— What needs to be done —
Your task is to find every line of the data that holds the string "below" and copy it.
***
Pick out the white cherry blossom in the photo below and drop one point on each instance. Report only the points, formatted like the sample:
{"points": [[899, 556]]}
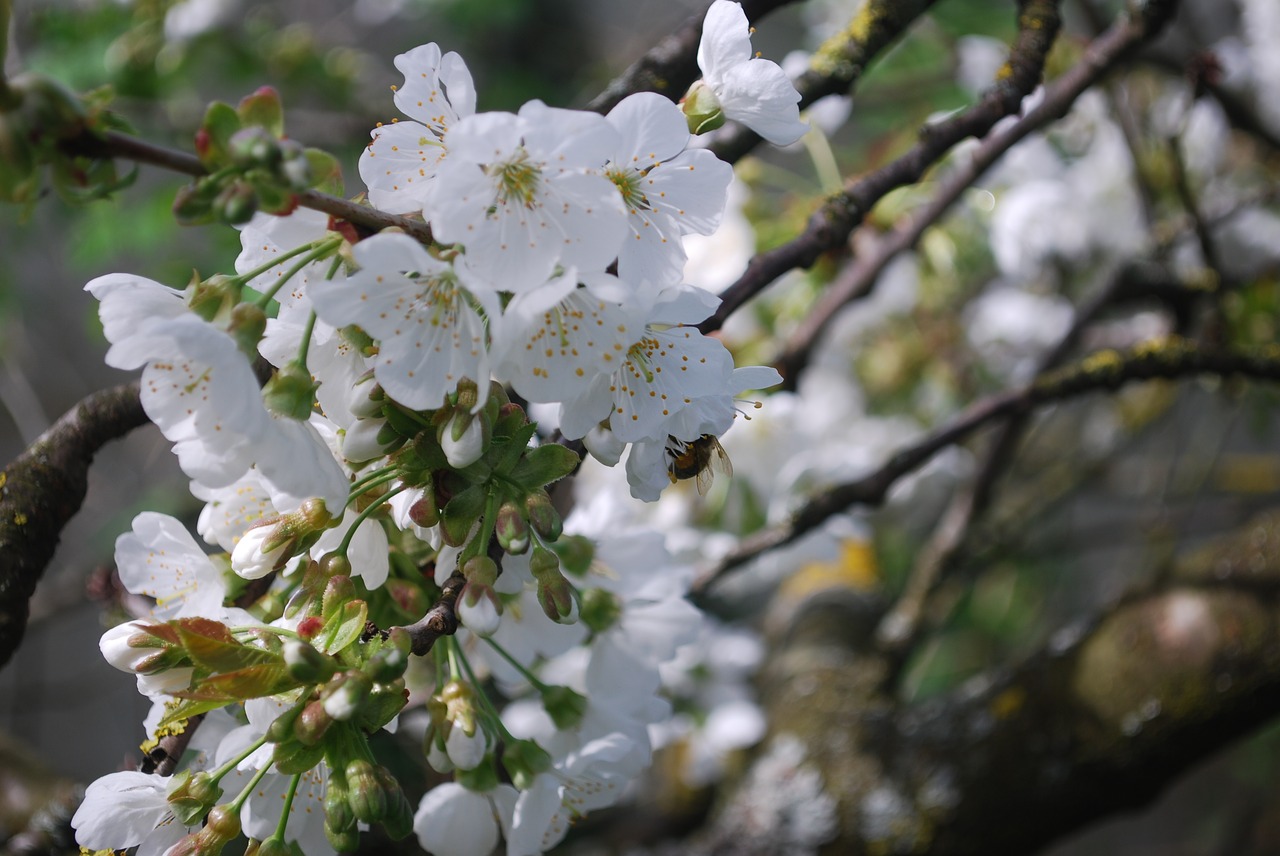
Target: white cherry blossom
{"points": [[402, 156], [430, 333], [525, 192], [749, 88]]}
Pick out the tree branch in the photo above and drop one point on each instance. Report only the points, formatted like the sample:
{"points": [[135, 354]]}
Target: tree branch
{"points": [[836, 65], [1106, 370], [44, 488], [118, 145], [1100, 721], [833, 221], [859, 278]]}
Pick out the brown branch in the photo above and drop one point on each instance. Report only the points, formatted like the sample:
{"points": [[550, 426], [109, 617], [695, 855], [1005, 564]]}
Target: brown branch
{"points": [[44, 488], [837, 64], [1100, 721], [859, 278], [118, 145], [1106, 370], [440, 619], [831, 225], [671, 65]]}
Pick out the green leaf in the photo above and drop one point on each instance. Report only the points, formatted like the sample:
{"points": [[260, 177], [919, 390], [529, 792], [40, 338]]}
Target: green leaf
{"points": [[176, 713], [544, 465], [325, 172], [252, 682], [461, 515], [347, 628], [263, 108], [213, 140], [213, 646], [508, 449]]}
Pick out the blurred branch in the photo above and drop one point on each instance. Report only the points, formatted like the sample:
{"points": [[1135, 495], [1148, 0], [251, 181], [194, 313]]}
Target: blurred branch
{"points": [[858, 279], [1100, 721], [837, 64], [118, 145], [900, 628], [833, 221], [1105, 370], [44, 488], [671, 65]]}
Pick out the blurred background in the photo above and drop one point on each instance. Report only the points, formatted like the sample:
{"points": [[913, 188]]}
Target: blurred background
{"points": [[1102, 491]]}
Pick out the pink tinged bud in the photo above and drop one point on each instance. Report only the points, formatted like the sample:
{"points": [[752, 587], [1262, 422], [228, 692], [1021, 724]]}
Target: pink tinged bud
{"points": [[466, 751], [543, 516], [464, 440], [128, 646], [702, 109], [255, 554]]}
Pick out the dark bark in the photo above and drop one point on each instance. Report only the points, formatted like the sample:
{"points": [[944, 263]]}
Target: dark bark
{"points": [[44, 488]]}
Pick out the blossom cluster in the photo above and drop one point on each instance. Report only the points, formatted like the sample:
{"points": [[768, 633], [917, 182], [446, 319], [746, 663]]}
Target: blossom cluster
{"points": [[387, 479]]}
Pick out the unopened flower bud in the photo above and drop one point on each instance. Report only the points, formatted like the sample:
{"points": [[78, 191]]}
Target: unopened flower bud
{"points": [[556, 595], [600, 609], [260, 552], [543, 516], [466, 751], [565, 706], [342, 701], [192, 795], [131, 648], [511, 529], [702, 109], [291, 392], [524, 759], [248, 324], [464, 439], [576, 553], [366, 796], [236, 204], [306, 663], [311, 724], [254, 146]]}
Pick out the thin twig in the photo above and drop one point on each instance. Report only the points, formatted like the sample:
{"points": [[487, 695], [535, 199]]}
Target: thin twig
{"points": [[118, 145], [1106, 370]]}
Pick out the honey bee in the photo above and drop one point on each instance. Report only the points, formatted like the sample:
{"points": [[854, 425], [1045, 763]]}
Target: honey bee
{"points": [[696, 459]]}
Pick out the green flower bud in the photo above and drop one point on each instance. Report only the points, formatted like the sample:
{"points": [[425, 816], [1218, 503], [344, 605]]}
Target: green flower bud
{"points": [[524, 759], [600, 609], [337, 809], [344, 695], [703, 110], [282, 728], [234, 204], [311, 724], [192, 796], [556, 595], [576, 553], [511, 529], [291, 392], [344, 841], [248, 324], [252, 147], [543, 516], [307, 664], [368, 799], [565, 706], [292, 756]]}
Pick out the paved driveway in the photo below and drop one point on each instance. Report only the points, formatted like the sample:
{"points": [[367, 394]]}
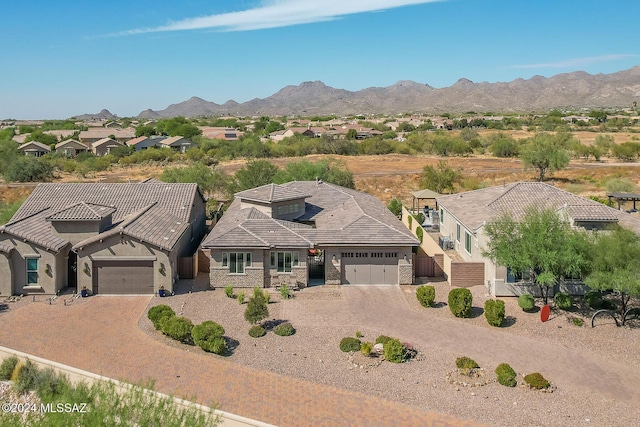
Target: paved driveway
{"points": [[385, 308], [101, 335]]}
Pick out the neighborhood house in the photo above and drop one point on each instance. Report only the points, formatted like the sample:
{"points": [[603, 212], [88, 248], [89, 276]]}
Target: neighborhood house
{"points": [[308, 232], [110, 238]]}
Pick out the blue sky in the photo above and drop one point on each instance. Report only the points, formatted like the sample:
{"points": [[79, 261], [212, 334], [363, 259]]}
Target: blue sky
{"points": [[61, 59]]}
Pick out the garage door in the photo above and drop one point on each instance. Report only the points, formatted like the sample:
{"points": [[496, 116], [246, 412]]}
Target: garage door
{"points": [[123, 277], [370, 268]]}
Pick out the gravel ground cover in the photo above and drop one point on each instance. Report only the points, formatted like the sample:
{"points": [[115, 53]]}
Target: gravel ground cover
{"points": [[322, 316]]}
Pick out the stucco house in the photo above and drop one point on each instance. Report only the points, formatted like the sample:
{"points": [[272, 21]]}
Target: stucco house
{"points": [[34, 149], [308, 232], [71, 147], [112, 238], [463, 216]]}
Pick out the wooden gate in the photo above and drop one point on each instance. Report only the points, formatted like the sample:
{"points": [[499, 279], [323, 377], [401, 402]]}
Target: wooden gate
{"points": [[425, 266]]}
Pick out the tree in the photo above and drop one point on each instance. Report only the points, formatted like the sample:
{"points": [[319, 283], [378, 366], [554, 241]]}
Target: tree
{"points": [[256, 308], [542, 244], [441, 178], [254, 174], [615, 264], [543, 153]]}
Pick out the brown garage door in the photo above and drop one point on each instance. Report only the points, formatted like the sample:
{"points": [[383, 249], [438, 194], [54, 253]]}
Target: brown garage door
{"points": [[123, 277], [370, 268]]}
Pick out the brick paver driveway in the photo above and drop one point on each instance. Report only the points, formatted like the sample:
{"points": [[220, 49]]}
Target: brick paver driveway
{"points": [[101, 335], [385, 308]]}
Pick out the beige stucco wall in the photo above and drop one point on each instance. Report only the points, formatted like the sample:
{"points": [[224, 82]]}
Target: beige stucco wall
{"points": [[260, 273], [49, 283], [114, 248]]}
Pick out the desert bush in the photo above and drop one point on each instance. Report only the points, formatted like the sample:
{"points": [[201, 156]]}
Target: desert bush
{"points": [[257, 331], [26, 378], [256, 307], [7, 366], [157, 314], [536, 381], [466, 365], [526, 302], [285, 292], [178, 327], [366, 348], [284, 329], [205, 331], [506, 375], [228, 291], [494, 312], [216, 345], [383, 339], [348, 344], [460, 301], [426, 294], [394, 351], [563, 300], [49, 384], [593, 299]]}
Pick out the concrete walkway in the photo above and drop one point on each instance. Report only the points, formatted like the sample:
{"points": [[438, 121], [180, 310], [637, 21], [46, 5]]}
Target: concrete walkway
{"points": [[101, 335]]}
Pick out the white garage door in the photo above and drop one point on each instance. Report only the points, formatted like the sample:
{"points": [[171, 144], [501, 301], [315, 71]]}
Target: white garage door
{"points": [[370, 268], [123, 277]]}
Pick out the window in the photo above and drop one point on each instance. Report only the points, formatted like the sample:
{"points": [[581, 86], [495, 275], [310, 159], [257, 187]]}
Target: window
{"points": [[32, 271], [467, 242], [284, 261], [236, 261]]}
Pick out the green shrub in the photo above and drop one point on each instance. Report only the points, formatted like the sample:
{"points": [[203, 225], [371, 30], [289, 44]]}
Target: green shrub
{"points": [[426, 294], [460, 301], [49, 384], [394, 351], [228, 291], [26, 378], [348, 344], [159, 313], [466, 365], [563, 300], [506, 375], [383, 339], [178, 327], [216, 345], [494, 312], [366, 348], [7, 367], [536, 381], [526, 302], [284, 329], [593, 299], [257, 331], [285, 292]]}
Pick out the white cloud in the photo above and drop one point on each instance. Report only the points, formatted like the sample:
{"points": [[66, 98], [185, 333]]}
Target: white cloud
{"points": [[279, 13], [578, 62]]}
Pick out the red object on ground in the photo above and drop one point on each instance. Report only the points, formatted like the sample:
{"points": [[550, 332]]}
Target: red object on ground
{"points": [[544, 313]]}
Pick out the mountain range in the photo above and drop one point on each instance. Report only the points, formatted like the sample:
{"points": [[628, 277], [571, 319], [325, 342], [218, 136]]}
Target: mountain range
{"points": [[570, 90]]}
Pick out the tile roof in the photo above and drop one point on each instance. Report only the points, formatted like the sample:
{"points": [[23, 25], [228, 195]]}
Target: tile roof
{"points": [[474, 208], [153, 211], [82, 211], [342, 217], [270, 193]]}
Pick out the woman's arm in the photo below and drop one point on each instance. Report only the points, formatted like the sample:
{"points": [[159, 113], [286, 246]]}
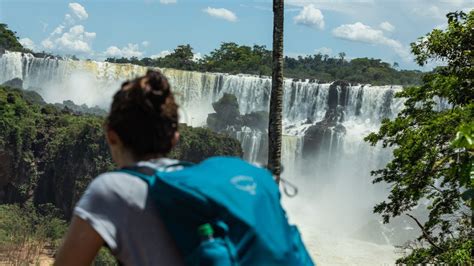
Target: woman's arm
{"points": [[81, 244]]}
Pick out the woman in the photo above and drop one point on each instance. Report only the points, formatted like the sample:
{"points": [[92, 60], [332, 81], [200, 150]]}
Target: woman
{"points": [[141, 129]]}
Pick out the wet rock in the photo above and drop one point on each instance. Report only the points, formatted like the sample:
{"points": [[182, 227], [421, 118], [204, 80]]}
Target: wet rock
{"points": [[16, 83]]}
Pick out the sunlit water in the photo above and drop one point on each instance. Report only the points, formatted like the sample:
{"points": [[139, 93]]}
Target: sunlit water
{"points": [[336, 195]]}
***
— Response to this exercise —
Pick out the white cherry blossom in the photo below and drop one point on each instance. Report only the points, formatted like the sample:
Pick out the paved driveway in the photo below and drop one point on each instance. Report only the points, formatted like the sample:
Pick out the woman's arm in the photo below and drop one point on each instance. Report only the points, formatted like the sample:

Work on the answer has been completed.